**What is asked:**
(a) In the write-termination text below, how long does an 'AP' → 'P' transition take?
(b) List every quantity in the write-termination text below that is written with a unit of frequency or time.
(c) Carry on the write-termination text below from the point where it stops.

**Source text:**
------------

Please note that for 'AP'/P' $\rightarrow$ 'AP' transitions the write circuitry is always closed by the clock edge, no matter which implementation is chosen for the asynchronous termination.

### A. Clock-Controlled Implementation

The first implementation exploits the clock signal that is fed to the memory to create the delayed signal. This clock signal drives a counter, whose outputs are ORed together to create the delayed signal. Therefore, the counter counts down to 0 and starts with the number of clock cycles that are required to complete an 'AP'  $\rightarrow$ 'P' transition. For example, if the clock frequency is 1 GHz, i.e. the clock period is 1 ns, it takes at least four cycles to complete an 'AP'  $\rightarrow$ 'P' transition, given that an 'AP'  $\rightarrow$ 'P' transition takes 3.7 ns ( $\lceil \frac{3.7}{1.0} \rceil = 4$ ). In case of 10% variation, the counter will count down from 5 to 0, to ensure that no write failures occur. After 5 cycles the counter result will be 0 and the delayed signal will make a transition from '1' to '0', which will initiate the write termination.

To reduce the power consumption of this approach, a clock gating technique is used. By this means dynamic power consumption during read accesses and late cycles of write accesses during which counting is not required is avoided. In other words, this counter is clocked when a write access is triggered and its clock is gated after instructing the write termination signal.

------------

**Supplied information:**

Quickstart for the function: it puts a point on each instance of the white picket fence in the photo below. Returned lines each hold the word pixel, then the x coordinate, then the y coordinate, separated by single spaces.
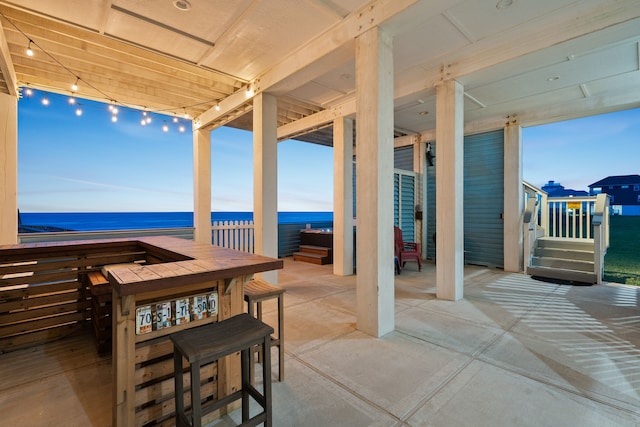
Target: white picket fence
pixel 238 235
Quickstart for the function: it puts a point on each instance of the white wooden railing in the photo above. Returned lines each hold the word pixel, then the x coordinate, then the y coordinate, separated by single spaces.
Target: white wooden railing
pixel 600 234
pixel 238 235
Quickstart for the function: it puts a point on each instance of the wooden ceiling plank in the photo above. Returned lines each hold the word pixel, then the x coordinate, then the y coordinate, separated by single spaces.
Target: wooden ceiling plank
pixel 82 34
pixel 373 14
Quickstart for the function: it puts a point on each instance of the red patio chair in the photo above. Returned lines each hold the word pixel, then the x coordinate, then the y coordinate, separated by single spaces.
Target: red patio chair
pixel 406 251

------------

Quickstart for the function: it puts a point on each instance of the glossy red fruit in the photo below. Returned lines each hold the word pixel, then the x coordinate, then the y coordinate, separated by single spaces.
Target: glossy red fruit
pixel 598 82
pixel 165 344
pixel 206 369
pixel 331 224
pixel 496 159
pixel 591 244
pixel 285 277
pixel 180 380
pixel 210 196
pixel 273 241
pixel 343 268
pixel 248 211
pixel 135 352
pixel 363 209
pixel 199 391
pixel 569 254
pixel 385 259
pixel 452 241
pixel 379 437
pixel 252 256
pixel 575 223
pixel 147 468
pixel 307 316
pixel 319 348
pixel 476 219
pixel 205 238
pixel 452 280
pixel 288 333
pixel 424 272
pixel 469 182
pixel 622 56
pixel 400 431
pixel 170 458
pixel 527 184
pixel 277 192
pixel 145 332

------------

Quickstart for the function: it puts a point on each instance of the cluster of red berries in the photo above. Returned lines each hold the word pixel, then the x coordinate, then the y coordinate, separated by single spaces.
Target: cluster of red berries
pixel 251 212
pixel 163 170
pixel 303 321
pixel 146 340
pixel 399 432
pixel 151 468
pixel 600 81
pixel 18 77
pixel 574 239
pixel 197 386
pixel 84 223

------------

**Written responses:**
(a) 3.7 ns

(b) 1 GHz, 1 ns, 3.7 ns

(c)
The main advantage of this scheme is that the clock signal is already available and hence only a light-weight counter needs to be added to the memory unit. Moreover, the clock frequency will be usually around 1 GHz to allow fast read operations (which take 1 ns or less [3]). Hence, a three-bit counter should be usually sufficient. In terms of variation this approach needs only to margin for the bit-cell variations as the clock signal itself is very accurate, which will allow significant energy savings. However, the energy savings of the clock-controlled implementation are very sensitive to the clock period, as we will show in Section V. If the clock period is too long the efficiency of this scheme decreases significantly.

An alternative option to the counter-based implementation is to create an artificial clock signal outside of the STT-MRAM, which is then fed into the memory unit to drive the write control circuitry. However, in this case, additional memory pins and a clock multiplier/divider are required for this implementation, which is typically more expensive than the counter-based version.

## B. MTJ-based Delay Element

An alternative implementation of AAWT uses a self-timing approach based on a special delay element, which is built with an MTJ cell. The flip delay of this cell is used to match the bit-cell delays.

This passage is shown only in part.